EXERCISE:
Within the listing below, how many lines feature the word "yellow"? Reply with only that number.

[TASK INPUT — start]

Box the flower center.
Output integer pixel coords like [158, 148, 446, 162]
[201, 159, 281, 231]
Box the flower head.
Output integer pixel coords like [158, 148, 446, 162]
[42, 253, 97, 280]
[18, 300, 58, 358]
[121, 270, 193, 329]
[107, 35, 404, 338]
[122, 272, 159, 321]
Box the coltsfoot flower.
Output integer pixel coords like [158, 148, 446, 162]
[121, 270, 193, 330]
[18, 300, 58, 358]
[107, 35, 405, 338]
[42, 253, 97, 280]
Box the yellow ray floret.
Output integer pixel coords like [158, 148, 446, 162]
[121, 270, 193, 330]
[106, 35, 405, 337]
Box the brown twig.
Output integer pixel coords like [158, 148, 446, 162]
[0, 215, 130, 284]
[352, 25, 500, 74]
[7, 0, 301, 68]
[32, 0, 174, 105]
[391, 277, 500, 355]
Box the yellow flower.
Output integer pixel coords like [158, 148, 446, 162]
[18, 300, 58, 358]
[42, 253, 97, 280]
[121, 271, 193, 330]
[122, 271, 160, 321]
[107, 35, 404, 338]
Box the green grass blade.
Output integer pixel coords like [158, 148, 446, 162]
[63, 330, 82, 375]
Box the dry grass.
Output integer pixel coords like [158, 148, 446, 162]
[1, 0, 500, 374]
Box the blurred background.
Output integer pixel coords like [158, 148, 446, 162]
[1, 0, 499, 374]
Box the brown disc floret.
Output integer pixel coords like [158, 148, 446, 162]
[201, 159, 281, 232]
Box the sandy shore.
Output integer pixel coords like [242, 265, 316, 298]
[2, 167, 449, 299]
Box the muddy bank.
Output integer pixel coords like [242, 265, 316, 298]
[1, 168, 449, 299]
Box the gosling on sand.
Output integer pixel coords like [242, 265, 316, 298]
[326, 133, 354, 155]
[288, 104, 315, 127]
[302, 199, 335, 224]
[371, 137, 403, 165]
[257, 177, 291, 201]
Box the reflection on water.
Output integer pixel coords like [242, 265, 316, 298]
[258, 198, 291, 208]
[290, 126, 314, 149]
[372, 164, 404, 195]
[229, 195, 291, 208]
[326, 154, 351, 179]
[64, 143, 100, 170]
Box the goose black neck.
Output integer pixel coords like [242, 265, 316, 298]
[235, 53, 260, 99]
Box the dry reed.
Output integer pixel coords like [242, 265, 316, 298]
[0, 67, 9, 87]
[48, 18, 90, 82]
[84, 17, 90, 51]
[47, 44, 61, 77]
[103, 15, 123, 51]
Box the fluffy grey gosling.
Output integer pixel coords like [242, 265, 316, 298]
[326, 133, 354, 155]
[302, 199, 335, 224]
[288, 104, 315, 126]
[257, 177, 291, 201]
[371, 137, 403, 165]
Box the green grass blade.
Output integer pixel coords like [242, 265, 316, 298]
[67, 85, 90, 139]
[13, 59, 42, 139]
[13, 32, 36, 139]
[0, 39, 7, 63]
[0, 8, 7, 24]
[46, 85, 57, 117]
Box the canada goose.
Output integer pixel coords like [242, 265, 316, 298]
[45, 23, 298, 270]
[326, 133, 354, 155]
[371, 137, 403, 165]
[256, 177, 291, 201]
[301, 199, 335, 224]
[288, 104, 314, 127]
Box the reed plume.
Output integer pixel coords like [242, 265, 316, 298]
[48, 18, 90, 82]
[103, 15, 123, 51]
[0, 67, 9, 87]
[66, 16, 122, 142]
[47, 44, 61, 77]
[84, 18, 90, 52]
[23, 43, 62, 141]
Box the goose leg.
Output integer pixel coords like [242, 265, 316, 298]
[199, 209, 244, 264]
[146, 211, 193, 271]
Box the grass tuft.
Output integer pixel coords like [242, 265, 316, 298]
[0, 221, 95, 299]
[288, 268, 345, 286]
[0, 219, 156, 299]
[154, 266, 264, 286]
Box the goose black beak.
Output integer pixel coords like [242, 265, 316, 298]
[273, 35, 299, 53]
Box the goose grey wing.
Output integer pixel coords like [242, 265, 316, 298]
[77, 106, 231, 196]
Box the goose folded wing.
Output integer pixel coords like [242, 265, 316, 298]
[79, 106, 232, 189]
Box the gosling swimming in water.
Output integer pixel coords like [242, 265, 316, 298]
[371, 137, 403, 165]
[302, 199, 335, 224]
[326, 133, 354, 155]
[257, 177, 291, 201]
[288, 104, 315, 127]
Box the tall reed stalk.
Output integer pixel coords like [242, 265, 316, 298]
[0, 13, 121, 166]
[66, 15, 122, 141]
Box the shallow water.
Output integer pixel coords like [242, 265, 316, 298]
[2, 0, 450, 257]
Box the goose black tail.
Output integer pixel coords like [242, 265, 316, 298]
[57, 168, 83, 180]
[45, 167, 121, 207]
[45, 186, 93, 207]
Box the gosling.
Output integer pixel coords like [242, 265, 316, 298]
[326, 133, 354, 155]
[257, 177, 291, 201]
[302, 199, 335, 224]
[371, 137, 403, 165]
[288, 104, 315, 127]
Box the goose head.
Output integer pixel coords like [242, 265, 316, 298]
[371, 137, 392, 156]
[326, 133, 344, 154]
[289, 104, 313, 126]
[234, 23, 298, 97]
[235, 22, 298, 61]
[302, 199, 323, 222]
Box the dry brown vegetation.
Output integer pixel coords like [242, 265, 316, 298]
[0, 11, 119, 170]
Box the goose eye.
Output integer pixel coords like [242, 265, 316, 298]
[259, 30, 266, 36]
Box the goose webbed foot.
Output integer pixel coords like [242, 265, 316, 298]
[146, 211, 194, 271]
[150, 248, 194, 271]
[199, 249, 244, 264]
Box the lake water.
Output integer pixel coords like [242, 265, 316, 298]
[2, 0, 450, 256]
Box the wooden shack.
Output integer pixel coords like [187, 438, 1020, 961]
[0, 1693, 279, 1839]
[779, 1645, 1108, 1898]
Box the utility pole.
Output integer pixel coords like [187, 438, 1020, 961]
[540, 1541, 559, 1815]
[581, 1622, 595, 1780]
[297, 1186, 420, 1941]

[TASK INPUT — finish]

SOLUTION FOR THIS EXERCISE:
2